= Beginning of Section =

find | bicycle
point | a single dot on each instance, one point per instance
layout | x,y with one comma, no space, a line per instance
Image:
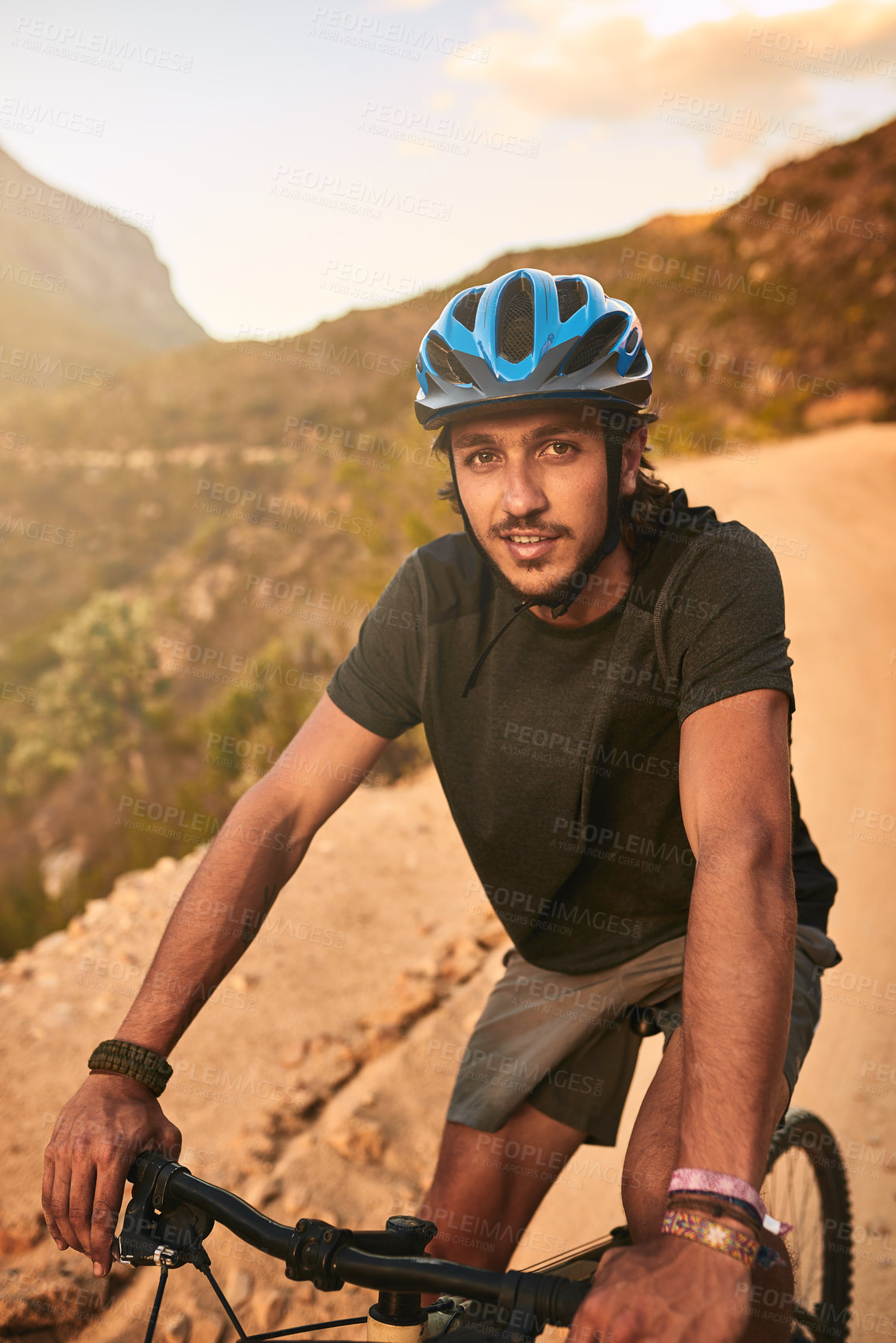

= End of Section =
= Beginning of Section =

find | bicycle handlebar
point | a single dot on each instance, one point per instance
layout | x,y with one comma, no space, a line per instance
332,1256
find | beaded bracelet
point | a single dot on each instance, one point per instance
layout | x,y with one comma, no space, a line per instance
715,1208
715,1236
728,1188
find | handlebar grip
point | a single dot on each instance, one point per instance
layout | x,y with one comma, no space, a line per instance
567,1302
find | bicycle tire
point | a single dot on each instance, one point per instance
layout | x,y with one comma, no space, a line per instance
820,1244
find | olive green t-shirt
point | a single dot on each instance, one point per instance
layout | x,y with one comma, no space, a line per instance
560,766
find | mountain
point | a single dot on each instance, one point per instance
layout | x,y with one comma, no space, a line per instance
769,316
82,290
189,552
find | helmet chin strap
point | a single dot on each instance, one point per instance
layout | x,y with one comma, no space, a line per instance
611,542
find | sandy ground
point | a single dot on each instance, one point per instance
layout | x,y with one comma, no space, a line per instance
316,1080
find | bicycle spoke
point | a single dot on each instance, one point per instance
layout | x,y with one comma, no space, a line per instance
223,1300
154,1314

= End of Section =

▶ _Assignment_:
Search the records for the string "bicycle" and report each line that has it.

▶ _Response box_:
find | bicycle
find | bicycle handlebar
find | bicycle tire
find | bicycle spoke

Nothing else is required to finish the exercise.